**BRIEF**
Print every line below verbatim, omitting the pictures.

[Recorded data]
⟨

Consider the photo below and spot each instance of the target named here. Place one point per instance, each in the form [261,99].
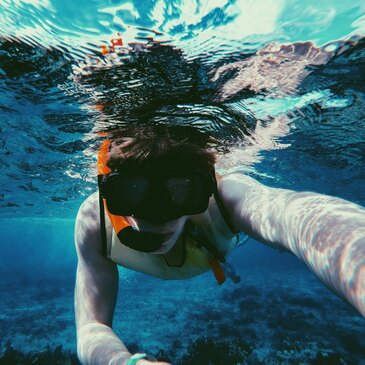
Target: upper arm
[255,208]
[97,276]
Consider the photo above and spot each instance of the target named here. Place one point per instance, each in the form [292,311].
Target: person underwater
[162,210]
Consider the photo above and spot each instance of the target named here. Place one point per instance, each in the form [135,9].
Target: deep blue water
[303,135]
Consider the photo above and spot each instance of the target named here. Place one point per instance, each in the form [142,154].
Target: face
[157,204]
[171,231]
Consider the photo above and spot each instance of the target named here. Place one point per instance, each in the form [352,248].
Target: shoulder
[237,187]
[87,225]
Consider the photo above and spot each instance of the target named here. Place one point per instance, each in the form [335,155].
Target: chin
[169,243]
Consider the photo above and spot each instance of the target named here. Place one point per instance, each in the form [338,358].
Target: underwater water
[284,111]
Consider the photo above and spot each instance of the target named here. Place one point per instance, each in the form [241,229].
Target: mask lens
[181,190]
[123,193]
[189,194]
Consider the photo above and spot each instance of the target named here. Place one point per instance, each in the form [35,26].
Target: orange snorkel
[118,222]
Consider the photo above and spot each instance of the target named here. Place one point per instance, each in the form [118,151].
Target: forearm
[328,234]
[97,344]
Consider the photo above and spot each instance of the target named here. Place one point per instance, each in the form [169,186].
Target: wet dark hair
[160,147]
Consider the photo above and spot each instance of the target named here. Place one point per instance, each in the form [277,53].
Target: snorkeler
[163,211]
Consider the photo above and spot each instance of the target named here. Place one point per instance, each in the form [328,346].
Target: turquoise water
[301,132]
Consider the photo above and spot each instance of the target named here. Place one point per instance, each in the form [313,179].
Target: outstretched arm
[95,294]
[327,233]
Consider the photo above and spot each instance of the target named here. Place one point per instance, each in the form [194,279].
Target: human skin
[327,233]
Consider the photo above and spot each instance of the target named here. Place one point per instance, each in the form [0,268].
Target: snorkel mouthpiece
[140,241]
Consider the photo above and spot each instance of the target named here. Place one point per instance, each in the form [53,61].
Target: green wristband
[134,358]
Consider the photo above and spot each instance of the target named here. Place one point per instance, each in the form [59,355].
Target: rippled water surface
[280,84]
[218,65]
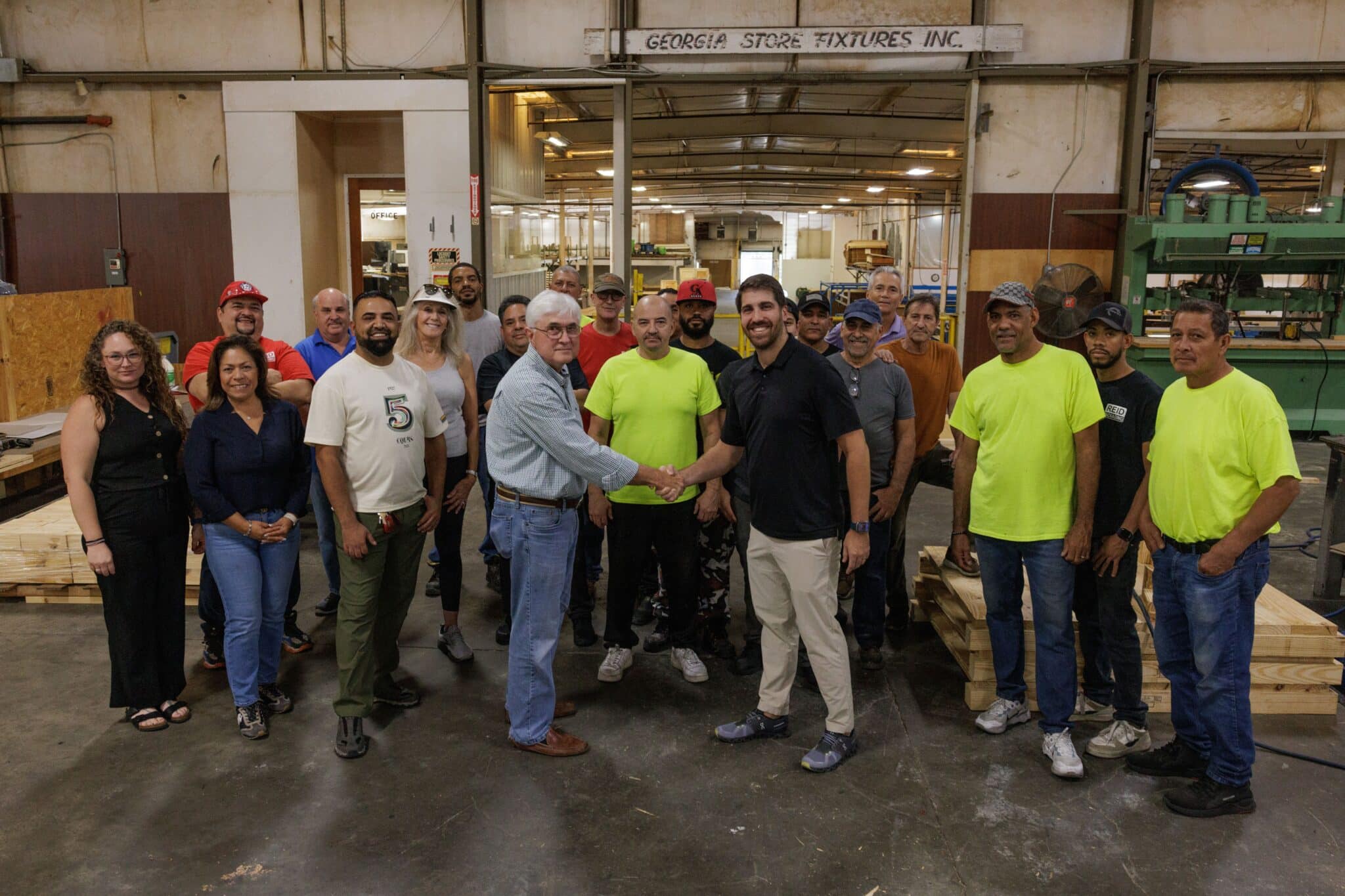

⟩

**FULL OUTPUT**
Consider the photo below and spot each instance of the target named here. Place one point per instance, each in the form [261,99].
Target: upper arm
[255,208]
[97,276]
Consider the photo above and spot each instance of the target named here. Place one point per instance, each in the form [292,311].
Target: person underwater
[162,210]
Consider the photo above and spot each instance of the target named here. Place one point per instance, each in the form [135,9].
Target: deep blue water
[303,135]
Consider the photo above and spot each instance of the target named here. Place one point per instance, each in the form [142,154].
Target: face
[157,204]
[171,231]
Consider the photo above and spot each instance of the target named here. Place one point per instance, each in the form [352,248].
Target: shoulder
[237,187]
[87,225]
Consider the photo above and spot each instance of the target named here. Place one point per instance, each in the form [335,155].
Target: chin
[169,243]
Consider the photo above and spot each instance of the target named here. Place one point per instance, each in the form [338,358].
Target: underwater water
[284,111]
Consider the photo above and spot each instance of the target named here. Place one point per instance, each in the form [241,229].
Target: mask lens
[181,190]
[123,193]
[189,194]
Consider the photo above and spot each instance of the target named here. Place one point per instance, each in the form [35,26].
Target: orange snorkel
[118,222]
Consider the photo above and spot each instance of the target named here. Place one point per instance, each in the form [118,151].
Target: forearm
[328,234]
[97,344]
Consider the photo above and spot each instance of the target named here. Place one point per instance, each in the form [169,186].
Target: wet dark hair
[160,147]
Consider the photo above and spot each instance of the target named here. Place one point per instance, each in the form [277,53].
Target: snorkeler
[163,211]
Consider the photo above and spot each instance of the target named here. Place one point per instance, each in the form [328,346].
Target: turquoise water
[301,132]
Consider the photo above and spot each instance of the target named here. Place one point per instance, each in the form [313,179].
Target: outstretched arm
[95,294]
[327,233]
Consider the photo above and spot each instance of the target named here. Place one point per instance, each in the form [194,279].
Target: human skin
[327,233]
Consider the photo above and spot each instance of the target named here. Place one point per instance, each in the form [0,268].
Target: snorkel mouthpiece
[140,241]
Consider the photo above and spot each instance of the target named here. Place one point per instance, each in the form [53,61].
Target: green wristband
[134,358]
Consider the photo above and spot each instance of the target named here. Place one point per instance, each in the form [59,355].
Target: rippled water surface
[280,84]
[218,65]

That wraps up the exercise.